[WHAT THE TASK ASKS]
Duplicate the passage of the PTSD study summary starting at "Posttraumatic stress disorder" and ending at "abnormalities in PTSD.".

Posttraumatic stress disorder (PTSD) is associated with altered concentrations of stress-related neurohormones, neurotrophins, and neuropeptides in plasma and serum; however, few studies have examined central alterations of these measures in individuals with PTSD. Furthermore, no study to date has evaluated the effects of successful antidepressant treatment on cerebrospinal fluid (CSF) abnormalities in PTSD.
Sixteen medication-free outpatients with chronic PTSD (Diagnostic and Statistical Manual of Mental Disorders, Fourth Edition criteria) due to physical and/or sexual abuse or motor vehicle accidents (mean ± SD age = 36 ± 11.4 years, 12 women) and 11 nontraumatized healthy subjects (mean ± SD age = 35.3 ± 13.1 years, 7 women) underwent a lumbar puncture for collection of CSF. Seven PTSD patients had a repeat lumbar puncture 12 weeks later, after successful treatment of PTSD with paroxetine. CSF was analyzed for corticotropin-releasing factor (CRF), interleukin-6 (IL-6), brain-derived neurotrophic factor (BDNF), insulin-like growth factor-1 (IGF-1), and substance P concentrations. The study was conducted between January 2003 and August 2004.
Compared to nontraumatized healthy controls, patients with chronic PTSD had similar pretreatment concentrations of CSF CRF, IL-6, BDNF, IGF-1, and substance P. Posttreatment CSF measures did not change significantly in patients whose symptoms remitted with paroxetine.

[Data excerpts]

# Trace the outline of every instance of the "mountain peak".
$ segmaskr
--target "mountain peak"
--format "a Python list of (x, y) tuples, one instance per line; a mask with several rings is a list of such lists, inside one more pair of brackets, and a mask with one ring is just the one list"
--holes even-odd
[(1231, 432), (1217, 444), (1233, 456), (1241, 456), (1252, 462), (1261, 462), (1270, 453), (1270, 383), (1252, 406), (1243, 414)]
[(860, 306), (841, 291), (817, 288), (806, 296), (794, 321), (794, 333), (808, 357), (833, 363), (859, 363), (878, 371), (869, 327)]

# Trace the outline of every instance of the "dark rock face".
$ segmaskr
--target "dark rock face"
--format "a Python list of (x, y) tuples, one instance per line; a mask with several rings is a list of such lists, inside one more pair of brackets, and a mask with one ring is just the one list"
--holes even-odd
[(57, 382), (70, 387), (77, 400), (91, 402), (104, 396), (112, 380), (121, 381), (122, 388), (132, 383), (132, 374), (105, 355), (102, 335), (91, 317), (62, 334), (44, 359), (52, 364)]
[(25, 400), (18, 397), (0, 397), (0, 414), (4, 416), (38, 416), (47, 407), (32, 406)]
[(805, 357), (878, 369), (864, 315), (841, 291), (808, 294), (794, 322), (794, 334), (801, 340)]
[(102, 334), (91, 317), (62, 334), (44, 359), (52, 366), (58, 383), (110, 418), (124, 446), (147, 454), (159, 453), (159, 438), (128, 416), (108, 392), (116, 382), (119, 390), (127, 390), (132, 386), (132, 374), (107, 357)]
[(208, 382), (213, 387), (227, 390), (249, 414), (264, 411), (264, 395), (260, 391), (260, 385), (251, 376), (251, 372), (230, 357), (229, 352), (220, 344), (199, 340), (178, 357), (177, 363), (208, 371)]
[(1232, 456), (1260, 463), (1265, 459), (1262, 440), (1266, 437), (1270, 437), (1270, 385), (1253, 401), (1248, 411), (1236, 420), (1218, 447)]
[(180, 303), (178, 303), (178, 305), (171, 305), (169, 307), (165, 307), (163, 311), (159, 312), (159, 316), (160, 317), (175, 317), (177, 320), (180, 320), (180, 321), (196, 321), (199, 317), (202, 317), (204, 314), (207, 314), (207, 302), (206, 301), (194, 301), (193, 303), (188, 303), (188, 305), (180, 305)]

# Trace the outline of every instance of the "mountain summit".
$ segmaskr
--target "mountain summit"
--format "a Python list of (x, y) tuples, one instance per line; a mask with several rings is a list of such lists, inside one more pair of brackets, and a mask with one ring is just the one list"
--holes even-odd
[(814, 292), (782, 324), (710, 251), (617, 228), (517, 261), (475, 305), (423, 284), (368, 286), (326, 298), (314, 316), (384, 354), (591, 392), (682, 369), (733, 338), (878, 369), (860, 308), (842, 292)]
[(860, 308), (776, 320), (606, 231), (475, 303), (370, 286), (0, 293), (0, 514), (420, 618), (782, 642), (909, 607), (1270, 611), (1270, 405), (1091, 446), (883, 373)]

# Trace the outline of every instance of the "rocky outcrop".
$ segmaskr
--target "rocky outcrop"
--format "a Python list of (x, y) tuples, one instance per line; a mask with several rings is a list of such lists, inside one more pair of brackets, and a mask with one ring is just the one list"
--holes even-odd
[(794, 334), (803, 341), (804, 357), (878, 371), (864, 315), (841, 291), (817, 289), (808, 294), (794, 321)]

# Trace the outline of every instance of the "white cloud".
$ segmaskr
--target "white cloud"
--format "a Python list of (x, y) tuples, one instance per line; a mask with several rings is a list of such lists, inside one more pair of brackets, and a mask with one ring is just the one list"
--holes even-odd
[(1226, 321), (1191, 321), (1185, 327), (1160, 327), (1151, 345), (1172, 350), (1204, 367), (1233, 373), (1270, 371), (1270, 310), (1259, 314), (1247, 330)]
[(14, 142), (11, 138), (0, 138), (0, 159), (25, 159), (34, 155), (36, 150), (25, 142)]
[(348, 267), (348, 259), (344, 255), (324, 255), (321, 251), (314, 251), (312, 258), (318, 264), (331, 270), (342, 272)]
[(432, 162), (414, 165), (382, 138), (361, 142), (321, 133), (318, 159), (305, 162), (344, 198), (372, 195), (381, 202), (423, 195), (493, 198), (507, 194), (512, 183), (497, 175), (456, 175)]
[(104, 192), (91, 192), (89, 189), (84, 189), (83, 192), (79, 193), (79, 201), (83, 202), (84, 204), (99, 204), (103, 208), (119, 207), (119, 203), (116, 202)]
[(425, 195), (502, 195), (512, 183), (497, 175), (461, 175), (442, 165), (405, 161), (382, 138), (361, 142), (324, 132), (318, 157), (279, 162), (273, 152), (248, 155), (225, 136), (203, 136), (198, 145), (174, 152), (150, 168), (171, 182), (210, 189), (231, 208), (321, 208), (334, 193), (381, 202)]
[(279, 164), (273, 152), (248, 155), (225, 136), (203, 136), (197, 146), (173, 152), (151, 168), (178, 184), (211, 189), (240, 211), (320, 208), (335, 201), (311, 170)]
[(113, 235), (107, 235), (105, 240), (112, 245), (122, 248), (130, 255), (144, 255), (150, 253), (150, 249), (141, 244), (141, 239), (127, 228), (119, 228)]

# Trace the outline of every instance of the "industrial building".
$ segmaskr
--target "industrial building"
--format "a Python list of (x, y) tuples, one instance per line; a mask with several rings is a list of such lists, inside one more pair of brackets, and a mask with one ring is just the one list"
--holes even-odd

[RESULT]
Posttraumatic stress disorder (PTSD) is associated with altered concentrations of stress-related neurohormones, neurotrophins, and neuropeptides in plasma and serum; however, few studies have examined central alterations of these measures in individuals with PTSD. Furthermore, no study to date has evaluated the effects of successful antidepressant treatment on cerebrospinal fluid (CSF) abnormalities in PTSD.